• _WORK INSTRUCTIONS_
Output all entries precisely.

• _RECORDS FOR THIS EXERCISE_
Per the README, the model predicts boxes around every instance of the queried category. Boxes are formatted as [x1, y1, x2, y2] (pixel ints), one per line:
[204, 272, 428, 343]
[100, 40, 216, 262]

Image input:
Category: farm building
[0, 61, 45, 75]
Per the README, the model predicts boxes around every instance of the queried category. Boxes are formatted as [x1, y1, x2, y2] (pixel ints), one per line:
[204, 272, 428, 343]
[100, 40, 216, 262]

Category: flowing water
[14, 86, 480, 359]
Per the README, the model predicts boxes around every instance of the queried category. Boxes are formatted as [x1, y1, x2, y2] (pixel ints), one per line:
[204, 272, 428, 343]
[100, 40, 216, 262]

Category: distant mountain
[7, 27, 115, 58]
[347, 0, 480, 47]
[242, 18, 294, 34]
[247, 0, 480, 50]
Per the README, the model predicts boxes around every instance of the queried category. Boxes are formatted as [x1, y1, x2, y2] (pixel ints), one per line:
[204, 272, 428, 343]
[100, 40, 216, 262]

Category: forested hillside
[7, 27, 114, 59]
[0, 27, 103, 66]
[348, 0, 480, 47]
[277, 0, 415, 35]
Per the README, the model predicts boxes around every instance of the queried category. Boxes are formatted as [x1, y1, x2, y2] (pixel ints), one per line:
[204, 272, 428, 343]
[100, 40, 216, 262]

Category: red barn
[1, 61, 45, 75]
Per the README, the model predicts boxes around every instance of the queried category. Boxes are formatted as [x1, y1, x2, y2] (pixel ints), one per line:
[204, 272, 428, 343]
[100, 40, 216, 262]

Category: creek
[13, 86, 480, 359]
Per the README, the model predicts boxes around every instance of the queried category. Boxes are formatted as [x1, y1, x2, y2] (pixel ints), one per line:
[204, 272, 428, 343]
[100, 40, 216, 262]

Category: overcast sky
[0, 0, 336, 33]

• _WRITTEN RESPONSE_
Per the README, the model predicts boxes around every instance of the queried category. Boxes are formatted as [x1, y1, x2, y2] (pixel ints), one per line:
[204, 272, 428, 343]
[100, 40, 216, 262]

Image input:
Category: farm building
[0, 61, 45, 75]
Per the README, the model predicts boxes around every instance of the queried category. Boxes are formatted as [x1, y1, x2, y2] (pixel ints), one per line:
[204, 272, 428, 343]
[100, 40, 216, 262]

Category: flowing water
[14, 86, 480, 359]
Per the README, the model predicts boxes around every instance of the queried category. Boxes are formatted as [x1, y1, x2, y2] (pixel ints), one per line:
[204, 272, 428, 343]
[100, 40, 216, 262]

Category: distant mountain
[7, 27, 115, 58]
[347, 0, 480, 47]
[242, 18, 294, 34]
[247, 0, 480, 50]
Per the README, the model predicts boxes around every instance of the queried category. Boxes are formatted as [x1, y1, x2, y2] (pixel ints), one per line:
[204, 272, 428, 343]
[100, 40, 216, 262]

Category: forested hillside
[7, 27, 114, 59]
[0, 27, 103, 66]
[348, 0, 480, 47]
[277, 0, 415, 35]
Per the README, the model predicts boxes around every instance of the queried category. Boxes are formatted as [x1, y1, x2, y2] (pixel ints), one per line:
[204, 272, 428, 343]
[100, 40, 216, 262]

Category: red barn
[1, 61, 45, 75]
Per the README, the model predicts boxes around every instance of the queried category. Boxes are formatted as [x1, y1, x2, y2] (pixel ints), one per line:
[204, 272, 428, 343]
[100, 40, 216, 262]

Category: creek
[13, 86, 480, 359]
Per the README, the model predicts boxes around every instance of the queried category. Boxes are formatted as [x1, y1, x2, y2] (pixel ints), one per line:
[204, 272, 428, 343]
[100, 40, 216, 262]

Category: overcast sky
[0, 0, 336, 33]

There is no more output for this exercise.